* Begin Document section *
Coming to reason, my husband reluctantly agreed. He chased the dog around the yard but couldn’t get him into the truck. When the terrier ran into the kennel, my husband shut the gate; and the dog moved into his new digs for good.

My son named him Wishbone, after the PBS character, a canine sleuth that reenacted the classics. But they were never close. Actually our three children were afraid of him.

Wishbone was territorial and seemingly unlovable. He growled and flashed his pointed teeth at any man or beast that came within a hundred feet of the kennel.

We bought Wishbone an adorable red doghouse with green shutters, and he loved it. In the winter we filled it with straw, and he snuggled inside with just his head poking out.

If a mouse made the mistake of stepping on his turf, Wishbone trapped it under the doghouse, burrowing a tunnel until he caught the squatter. Opossums tried to dine on his kibble, but their nighttime visits were always their last. We never had to remove the carcasses because he ate them.   

Despite his quirks, Wishbone endeared himself to us. My husband liked to carry him around in the crook of his arm, and the dog followed him as he did his chores in the barn.

Every morning I would give him a large piece of rawhide, which he would tear and consume in minutes. He let me pet him and scratch under his chin whenever I gave him a snack, a biscuit for extra-large dogs.

Just like other folks, the vet was afraid of Wishbone. While most animals were greeted sweetly and stroked by the staff, our dog was fitted with a muzzle as soon as he came through the door.

We dreaded the annual rabies shot at the fire station. My son had to accompany my husband because it took two grown men to accomplish the feat.

First of all, they had to stand in line, and Wishbone let the German shepherds and Alaskan huskies know who was boss.

One time he got loose, and my husband had to grab him in a headlock to protect both animals and humans.

And after the shot, he always left a present behind.

But the years passed, and Wishbone aged. He developed cataracts and lost his appetite. He stopped growling at strangers. We knew his days were numbered.

Last Wednesday he breathed his last, and my husband and I are grief stricken.

If dogs go to Heaven, we know that St. Peter was waiting by the gate with a muzzle.
* End Document section *
* Begin Records shown *
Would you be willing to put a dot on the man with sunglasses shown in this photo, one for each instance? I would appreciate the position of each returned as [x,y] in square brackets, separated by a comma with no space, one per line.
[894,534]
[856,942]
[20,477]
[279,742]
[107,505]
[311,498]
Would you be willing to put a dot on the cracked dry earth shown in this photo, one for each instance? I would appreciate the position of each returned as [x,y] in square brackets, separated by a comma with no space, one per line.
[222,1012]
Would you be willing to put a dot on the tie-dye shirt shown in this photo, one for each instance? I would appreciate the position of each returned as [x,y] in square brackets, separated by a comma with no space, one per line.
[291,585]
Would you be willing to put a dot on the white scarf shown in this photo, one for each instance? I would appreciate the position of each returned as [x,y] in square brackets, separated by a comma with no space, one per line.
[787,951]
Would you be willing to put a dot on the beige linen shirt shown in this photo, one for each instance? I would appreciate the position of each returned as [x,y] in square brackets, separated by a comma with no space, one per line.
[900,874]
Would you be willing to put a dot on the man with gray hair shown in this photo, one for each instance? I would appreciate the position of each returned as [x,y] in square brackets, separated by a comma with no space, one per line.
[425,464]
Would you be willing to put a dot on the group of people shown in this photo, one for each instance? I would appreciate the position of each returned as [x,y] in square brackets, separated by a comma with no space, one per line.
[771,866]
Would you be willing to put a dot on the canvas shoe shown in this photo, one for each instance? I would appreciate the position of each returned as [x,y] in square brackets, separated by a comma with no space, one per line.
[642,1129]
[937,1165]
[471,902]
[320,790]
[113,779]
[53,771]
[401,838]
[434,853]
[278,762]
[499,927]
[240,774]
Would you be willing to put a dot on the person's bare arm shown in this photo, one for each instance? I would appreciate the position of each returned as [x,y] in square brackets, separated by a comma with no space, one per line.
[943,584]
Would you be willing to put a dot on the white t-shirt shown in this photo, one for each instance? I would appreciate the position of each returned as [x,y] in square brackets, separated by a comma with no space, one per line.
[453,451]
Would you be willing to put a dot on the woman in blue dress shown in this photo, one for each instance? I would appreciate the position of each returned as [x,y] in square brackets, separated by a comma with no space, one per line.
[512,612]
* End Records shown *
Task objective: Rewrite the Wishbone story from "If a mouse made" down to "in the barn.", replacing "kibble" with "dog food".

Worked solution:
If a mouse made the mistake of stepping on his turf, Wishbone trapped it under the doghouse, burrowing a tunnel until he caught the squatter. Opossums tried to dine on his dog food, but their nighttime visits were always their last. We never had to remove the carcasses because he ate them.   

Despite his quirks, Wishbone endeared himself to us. My husband liked to carry him around in the crook of his arm, and the dog followed him as he did his chores in the barn.